• [Directive 1]: From the Spark pull request, return the text between "Ngone51 opened a" and "this pull request?", inclusive, copied word for word.
• [Directive 2]: List every pull request number that appears in the Spark pull request.

Ngone51 opened a new pull request #24569: [SPARK-23191][CORE] Warn rather than 
terminate when duplicate worker register happens
URL: https://github.com/apache/spark/pull/24569
 
 
   ## What changes were proposed in this pull request?
   
   #2828 firstly introduces the bug of *duplicate Worker register*, and #3447 
fixed it. But there's still corner cases(see SPARK-23191 for details) where 
#3447 can not cover it:
   
   * CASE 1
   (1) Master A disconnected(e.g. due to network drop), but not fail
   (2) Worker attempts to reconnect to all masters
   (3) during the time, network recover,  Worker register to Master A again
   (4) Master A response with `RegisterWorkerFailed("Duplicate worker ID")`
   (5) Worker receives that msg, exit
   
   * CASE 2
   (1) Master A lost leadership, Master B takes overs
   (2) Worker receives `MasterChanged`, change masterRef to Master B
   (3) Master A receives a late HeartBeat from Worker, asking it to reconnect
   (4) Worker receives `ReconnectWorker` from Master A, reconnect to all masters
   (5) Master B receives register request again from the Worker,  response with 
`RegisterWorkerFailed("Duplicate worker ID")`
   (6) Worker receives that msg, exit
   
   For CASE 2, we could avoid duplicate worker register by comparing the 
current active master url and requested url in step (4).

• [Extracted records]:

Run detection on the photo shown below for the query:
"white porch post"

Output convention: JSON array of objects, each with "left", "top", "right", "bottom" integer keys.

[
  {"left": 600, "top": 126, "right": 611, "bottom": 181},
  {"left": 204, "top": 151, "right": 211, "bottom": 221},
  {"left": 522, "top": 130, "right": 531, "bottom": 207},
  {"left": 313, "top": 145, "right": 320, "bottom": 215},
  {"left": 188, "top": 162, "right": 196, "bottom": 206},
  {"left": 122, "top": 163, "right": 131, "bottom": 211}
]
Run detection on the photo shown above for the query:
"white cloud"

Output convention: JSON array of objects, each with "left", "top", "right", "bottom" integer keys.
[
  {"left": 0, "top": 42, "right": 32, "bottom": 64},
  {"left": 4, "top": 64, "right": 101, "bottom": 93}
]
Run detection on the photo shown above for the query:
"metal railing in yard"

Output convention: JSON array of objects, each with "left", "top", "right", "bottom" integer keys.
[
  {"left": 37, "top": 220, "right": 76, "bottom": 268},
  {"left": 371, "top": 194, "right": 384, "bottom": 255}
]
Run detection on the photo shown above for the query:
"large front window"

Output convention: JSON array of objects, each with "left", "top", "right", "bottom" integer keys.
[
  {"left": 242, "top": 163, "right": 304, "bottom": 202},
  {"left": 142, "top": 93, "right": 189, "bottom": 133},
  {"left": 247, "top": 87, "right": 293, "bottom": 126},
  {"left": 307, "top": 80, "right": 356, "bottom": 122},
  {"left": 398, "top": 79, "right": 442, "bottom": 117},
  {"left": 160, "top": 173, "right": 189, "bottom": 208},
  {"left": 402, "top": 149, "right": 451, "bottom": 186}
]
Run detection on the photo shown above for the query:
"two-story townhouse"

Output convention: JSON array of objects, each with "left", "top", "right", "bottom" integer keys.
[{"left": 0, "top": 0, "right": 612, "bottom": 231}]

• [Exercise result 1]:
Ngone51 opened a new pull request #24569: [SPARK-23191][CORE] Warn rather than 
terminate when duplicate worker register happens
URL: https://github.com/apache/spark/pull/24569
 
 
   ## What changes were proposed in this pull request?

• [Exercise result 2]:
#24569
#2828
#3447